> Task prompt:
Leave out the pictures and retype exactly the lines from the line with "Reviewer check: make sure each instance of the red cherry" through the end of the listing below.

> Entries supplied:
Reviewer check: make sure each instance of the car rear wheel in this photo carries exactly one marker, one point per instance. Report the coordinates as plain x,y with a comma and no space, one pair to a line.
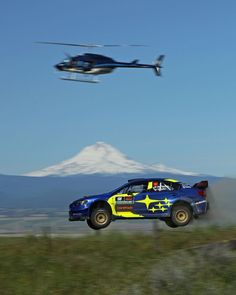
170,223
181,215
100,218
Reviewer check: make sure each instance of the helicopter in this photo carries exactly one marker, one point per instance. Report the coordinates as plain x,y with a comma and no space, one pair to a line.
91,65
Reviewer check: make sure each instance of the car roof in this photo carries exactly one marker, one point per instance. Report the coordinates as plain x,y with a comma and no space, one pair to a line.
152,179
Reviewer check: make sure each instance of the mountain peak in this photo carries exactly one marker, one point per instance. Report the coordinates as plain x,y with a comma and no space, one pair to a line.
101,158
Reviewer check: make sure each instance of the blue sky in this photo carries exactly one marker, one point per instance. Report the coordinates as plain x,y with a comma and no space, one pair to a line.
185,119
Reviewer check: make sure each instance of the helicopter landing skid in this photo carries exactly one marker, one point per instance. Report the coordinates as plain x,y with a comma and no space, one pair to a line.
75,79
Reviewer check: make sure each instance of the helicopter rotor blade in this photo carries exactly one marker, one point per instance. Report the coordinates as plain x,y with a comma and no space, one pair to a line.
91,45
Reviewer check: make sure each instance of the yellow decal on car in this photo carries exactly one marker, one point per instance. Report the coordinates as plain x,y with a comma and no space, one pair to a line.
122,205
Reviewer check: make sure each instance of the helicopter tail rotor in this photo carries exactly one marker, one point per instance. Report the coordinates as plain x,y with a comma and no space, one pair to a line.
157,66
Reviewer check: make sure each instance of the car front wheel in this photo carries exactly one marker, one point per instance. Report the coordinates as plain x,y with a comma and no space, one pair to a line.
181,215
100,218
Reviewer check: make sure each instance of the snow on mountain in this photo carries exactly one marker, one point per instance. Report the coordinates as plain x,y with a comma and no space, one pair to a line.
102,158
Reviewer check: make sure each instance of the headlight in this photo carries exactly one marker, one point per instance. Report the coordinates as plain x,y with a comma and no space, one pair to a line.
81,203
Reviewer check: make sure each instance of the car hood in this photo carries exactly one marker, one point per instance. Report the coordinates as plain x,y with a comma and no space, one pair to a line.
100,197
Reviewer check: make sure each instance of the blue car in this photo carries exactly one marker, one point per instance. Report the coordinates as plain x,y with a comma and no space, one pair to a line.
169,200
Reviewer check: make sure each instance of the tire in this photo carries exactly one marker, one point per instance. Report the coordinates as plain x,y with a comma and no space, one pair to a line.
99,218
181,215
170,223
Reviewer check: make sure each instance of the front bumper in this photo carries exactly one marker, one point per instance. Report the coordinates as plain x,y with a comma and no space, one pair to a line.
78,215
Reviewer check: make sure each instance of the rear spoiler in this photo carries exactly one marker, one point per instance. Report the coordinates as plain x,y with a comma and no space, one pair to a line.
201,185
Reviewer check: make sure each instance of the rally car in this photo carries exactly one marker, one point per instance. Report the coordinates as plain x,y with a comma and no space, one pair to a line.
169,200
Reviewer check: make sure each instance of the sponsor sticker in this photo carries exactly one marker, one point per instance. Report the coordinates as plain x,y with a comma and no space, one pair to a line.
124,208
129,200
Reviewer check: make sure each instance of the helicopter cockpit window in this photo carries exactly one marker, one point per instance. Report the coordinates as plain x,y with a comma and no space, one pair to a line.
83,64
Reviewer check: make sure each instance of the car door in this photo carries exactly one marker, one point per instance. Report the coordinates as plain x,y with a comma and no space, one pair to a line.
154,203
124,203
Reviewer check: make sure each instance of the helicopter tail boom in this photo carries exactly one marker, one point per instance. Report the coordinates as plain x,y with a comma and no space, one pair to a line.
157,66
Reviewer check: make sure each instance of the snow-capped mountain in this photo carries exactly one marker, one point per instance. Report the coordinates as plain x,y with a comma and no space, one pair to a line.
102,158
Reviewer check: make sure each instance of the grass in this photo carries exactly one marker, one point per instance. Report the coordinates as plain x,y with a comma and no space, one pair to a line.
113,263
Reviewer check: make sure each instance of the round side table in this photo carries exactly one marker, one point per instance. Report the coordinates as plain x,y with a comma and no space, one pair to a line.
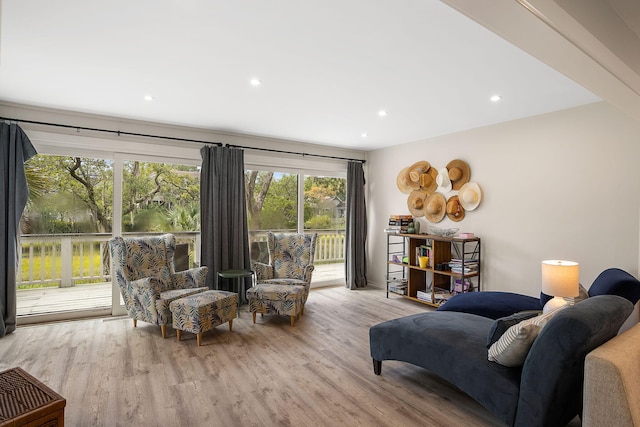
235,276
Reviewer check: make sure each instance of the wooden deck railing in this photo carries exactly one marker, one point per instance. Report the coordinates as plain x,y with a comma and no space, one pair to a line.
64,260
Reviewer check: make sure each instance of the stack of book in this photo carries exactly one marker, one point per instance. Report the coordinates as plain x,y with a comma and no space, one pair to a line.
440,296
424,296
400,222
399,286
470,266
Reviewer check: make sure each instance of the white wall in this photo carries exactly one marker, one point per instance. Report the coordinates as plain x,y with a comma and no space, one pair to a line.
563,185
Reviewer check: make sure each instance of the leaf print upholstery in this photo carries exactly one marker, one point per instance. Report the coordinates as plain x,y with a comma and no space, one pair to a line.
291,258
143,269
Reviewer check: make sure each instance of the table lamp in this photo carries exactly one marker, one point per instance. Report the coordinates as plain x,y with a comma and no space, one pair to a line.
559,279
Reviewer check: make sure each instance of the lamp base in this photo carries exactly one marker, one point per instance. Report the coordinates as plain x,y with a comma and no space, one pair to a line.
554,304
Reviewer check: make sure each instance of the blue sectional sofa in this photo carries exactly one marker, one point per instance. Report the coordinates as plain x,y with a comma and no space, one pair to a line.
496,304
545,391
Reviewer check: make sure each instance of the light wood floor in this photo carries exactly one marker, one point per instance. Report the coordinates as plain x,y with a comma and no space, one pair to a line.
318,372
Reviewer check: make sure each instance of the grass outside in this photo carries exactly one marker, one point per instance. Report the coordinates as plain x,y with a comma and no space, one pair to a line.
47,270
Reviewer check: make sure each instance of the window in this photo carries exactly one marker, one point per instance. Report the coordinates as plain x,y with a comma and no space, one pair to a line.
289,202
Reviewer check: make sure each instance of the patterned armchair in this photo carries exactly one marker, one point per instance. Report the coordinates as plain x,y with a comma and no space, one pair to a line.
290,260
143,268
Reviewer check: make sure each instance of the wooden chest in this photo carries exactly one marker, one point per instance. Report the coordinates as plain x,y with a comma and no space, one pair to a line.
25,401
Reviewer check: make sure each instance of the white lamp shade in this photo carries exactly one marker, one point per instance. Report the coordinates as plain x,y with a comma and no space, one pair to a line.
560,278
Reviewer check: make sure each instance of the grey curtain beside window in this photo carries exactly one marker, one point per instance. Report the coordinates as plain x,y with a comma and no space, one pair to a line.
15,149
356,228
223,214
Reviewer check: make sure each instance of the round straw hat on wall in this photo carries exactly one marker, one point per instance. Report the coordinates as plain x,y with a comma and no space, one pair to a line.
435,207
401,181
428,180
455,211
415,203
459,173
414,171
470,195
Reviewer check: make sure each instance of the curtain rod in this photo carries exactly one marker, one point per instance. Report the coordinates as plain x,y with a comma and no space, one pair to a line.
299,154
117,132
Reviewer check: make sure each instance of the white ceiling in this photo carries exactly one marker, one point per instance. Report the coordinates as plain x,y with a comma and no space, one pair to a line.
327,67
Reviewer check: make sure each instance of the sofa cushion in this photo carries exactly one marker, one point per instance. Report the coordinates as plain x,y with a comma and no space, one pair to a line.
614,281
491,304
512,347
501,325
453,346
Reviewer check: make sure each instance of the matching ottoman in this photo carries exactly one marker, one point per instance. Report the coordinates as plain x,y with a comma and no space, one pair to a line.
287,300
204,311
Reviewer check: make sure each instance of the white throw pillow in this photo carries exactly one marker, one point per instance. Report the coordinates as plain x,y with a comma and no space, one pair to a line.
513,346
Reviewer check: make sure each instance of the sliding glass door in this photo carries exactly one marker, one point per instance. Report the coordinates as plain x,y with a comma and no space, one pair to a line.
293,202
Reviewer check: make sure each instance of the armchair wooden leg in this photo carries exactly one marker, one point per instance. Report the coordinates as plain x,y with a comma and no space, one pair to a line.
377,366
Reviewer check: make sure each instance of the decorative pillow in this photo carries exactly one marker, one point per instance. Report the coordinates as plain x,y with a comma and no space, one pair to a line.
501,325
513,346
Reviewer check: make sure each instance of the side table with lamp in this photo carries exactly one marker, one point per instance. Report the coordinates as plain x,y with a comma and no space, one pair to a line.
560,279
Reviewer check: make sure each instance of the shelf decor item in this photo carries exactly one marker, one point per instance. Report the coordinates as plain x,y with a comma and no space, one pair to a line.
560,279
442,232
434,268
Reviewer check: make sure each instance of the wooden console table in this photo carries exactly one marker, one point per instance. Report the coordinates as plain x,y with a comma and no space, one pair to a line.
25,401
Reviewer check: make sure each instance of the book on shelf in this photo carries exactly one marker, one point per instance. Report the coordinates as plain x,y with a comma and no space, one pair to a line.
470,266
424,296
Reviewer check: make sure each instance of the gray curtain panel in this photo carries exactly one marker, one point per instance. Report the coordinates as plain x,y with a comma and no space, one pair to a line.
356,228
223,212
15,150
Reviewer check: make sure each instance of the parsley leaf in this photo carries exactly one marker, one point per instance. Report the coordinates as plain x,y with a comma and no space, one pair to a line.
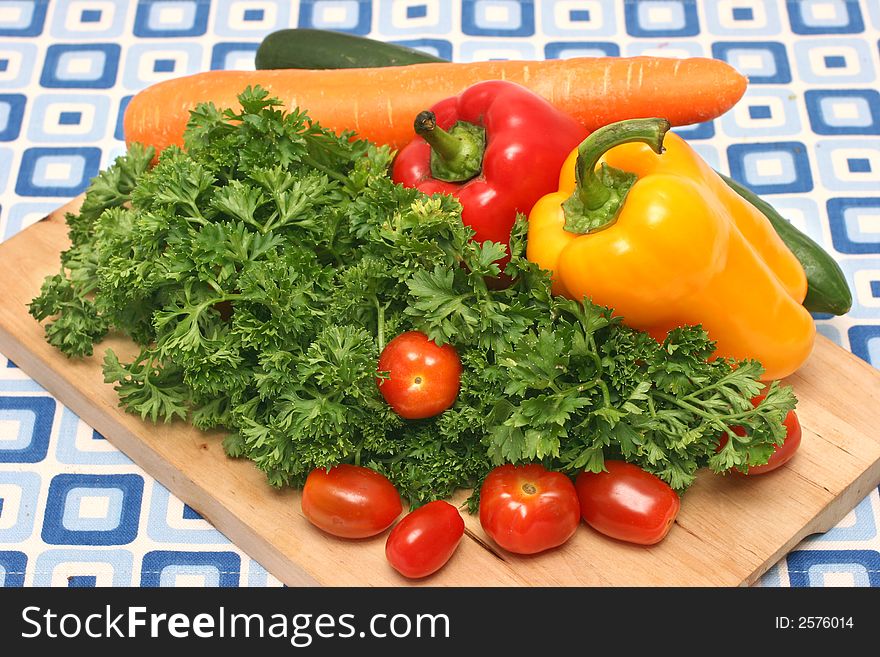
263,267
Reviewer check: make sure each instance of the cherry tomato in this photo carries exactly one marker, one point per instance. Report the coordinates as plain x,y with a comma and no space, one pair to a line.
627,503
781,453
425,539
350,501
527,508
424,378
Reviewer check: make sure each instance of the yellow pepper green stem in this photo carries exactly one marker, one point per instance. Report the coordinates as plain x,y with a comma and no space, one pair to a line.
599,192
680,247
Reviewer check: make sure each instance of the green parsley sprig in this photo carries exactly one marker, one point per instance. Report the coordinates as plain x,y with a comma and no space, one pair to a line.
263,267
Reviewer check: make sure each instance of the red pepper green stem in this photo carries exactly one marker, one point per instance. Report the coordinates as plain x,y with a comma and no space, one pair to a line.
599,194
456,155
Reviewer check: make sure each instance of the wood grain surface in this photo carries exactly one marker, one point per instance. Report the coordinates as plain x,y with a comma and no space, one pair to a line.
730,529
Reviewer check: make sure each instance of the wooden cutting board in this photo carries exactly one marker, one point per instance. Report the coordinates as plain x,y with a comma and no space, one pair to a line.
730,529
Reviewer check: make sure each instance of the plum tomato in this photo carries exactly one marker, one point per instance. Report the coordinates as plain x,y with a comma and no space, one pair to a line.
425,539
423,378
627,503
350,501
528,509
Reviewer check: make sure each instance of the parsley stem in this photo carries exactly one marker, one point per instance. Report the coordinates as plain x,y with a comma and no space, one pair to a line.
380,323
312,162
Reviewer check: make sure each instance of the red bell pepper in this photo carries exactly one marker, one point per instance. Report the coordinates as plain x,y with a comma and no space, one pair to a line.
497,147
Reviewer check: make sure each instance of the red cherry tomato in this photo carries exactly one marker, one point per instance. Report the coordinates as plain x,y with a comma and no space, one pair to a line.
627,503
425,539
350,501
424,378
781,453
528,509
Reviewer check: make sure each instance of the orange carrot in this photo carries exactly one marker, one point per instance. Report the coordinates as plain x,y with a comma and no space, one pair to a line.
381,103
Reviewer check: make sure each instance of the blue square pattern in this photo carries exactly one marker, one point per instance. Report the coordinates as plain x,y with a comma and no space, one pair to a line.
661,18
764,62
171,18
233,56
858,165
825,16
80,444
864,340
208,569
81,66
78,567
82,581
71,20
511,18
149,62
11,113
12,569
20,492
57,171
417,11
90,16
774,168
565,49
848,567
849,165
764,112
23,19
92,509
842,61
575,20
844,111
25,427
69,118
855,224
163,66
351,16
760,112
72,118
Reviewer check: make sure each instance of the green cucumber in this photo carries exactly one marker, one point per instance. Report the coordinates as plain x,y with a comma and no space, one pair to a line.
323,49
827,290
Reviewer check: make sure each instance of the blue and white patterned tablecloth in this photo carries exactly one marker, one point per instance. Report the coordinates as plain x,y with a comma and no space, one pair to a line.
76,512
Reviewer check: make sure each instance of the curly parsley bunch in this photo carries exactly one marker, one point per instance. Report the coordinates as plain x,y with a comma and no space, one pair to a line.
262,267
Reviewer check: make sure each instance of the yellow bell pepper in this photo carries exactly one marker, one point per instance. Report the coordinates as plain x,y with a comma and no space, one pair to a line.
662,240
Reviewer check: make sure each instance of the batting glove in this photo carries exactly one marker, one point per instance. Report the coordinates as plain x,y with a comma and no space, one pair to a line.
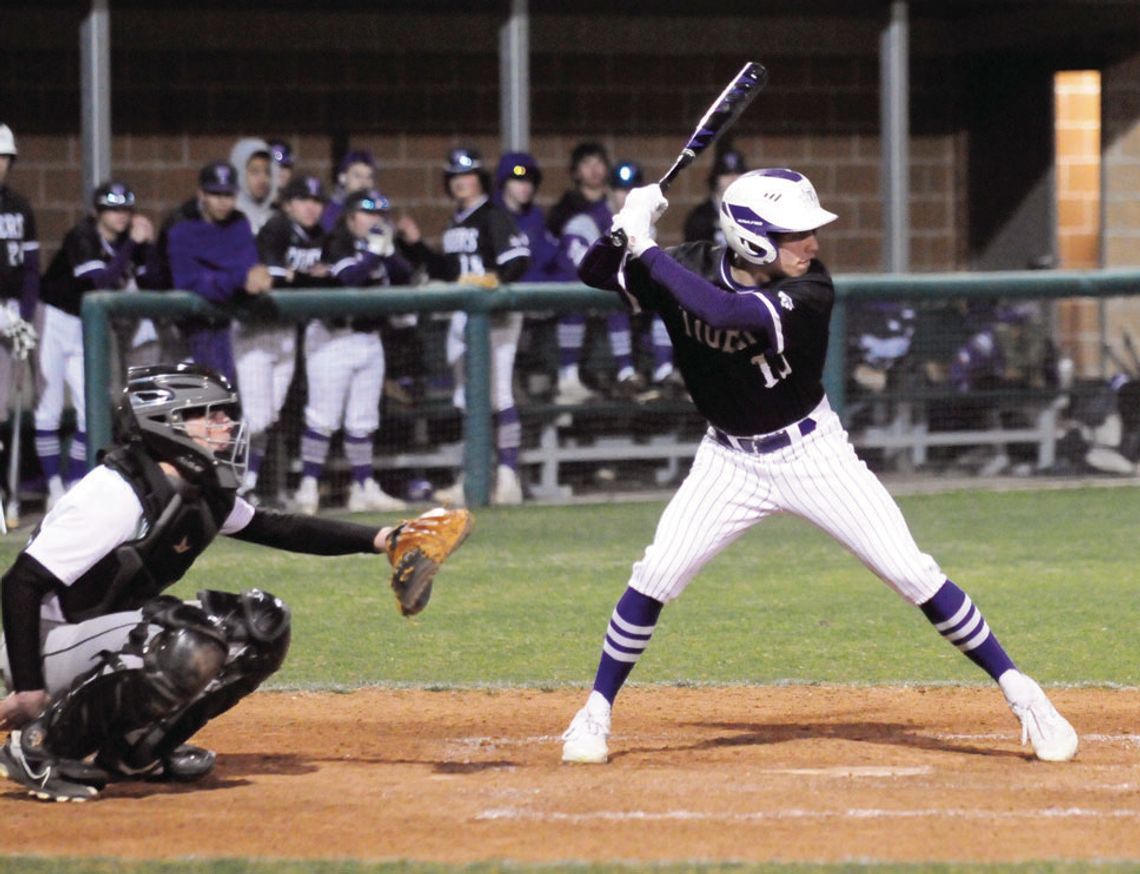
643,207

> Finished exercise:
Reviewer check: make sure each instance of the red cherry tomato in this photo carries exactly one marker, one point per instance. Report the coordinates as plain x,y with a comma and no space, one pair to a line.
627,503
425,539
350,501
424,378
781,453
528,509
Reviewer check: make sure each instance of the orange carrot in this photo carries exactly one marker, one point per instance. Report the coordinates as plain x,y with a comma and no space, one pair to a line.
381,103
Reviewer check: make sure each instance of the blue square pattern in this photo carries exactly one marker, one point per instance. Report the coordinates as plain x,y with a comma and no space, one pair to a line.
661,18
764,62
171,18
233,56
858,165
825,16
80,444
864,340
208,569
81,66
78,567
82,581
71,20
511,18
149,62
11,113
12,569
20,492
57,171
417,11
90,16
774,168
565,49
848,567
849,165
764,112
23,19
92,509
842,61
575,20
844,111
25,427
69,118
855,224
163,66
351,16
760,112
72,118
Reviewer check: make sure each instance of the green cucumber in this photo carries exactly one marker, one point per instance. Report the coordinates as plain x,y with a comma and no space, one pair to a line.
323,49
827,290
Reviewer check: make sure each instance of the blue and white patterned tablecloth in this photo carries exactly one marker, one point per instance. Report the coordinates as plain x,y with a comma and no space, one pair to a line.
76,512
Reviewer check: make sure each instance of the curly parsley bunch in this photo carries exactly one marker, one point per instance. Report the coordinates as plain x,y with a comma and no space, one pair to a line.
262,267
Reviewer check: make sure each instance of the yellow bell pepper in this photo carries exactly one marker, one point per instance. Report the coordinates as plain x,y with a comma and no space, one pair to a line.
662,240
Reviewer check: make sure each instance of the batting glove in this photo carries exactly one marker, one point per instance. Report the coordinates as plain x,y with a comma and no space, one pair to a line.
643,207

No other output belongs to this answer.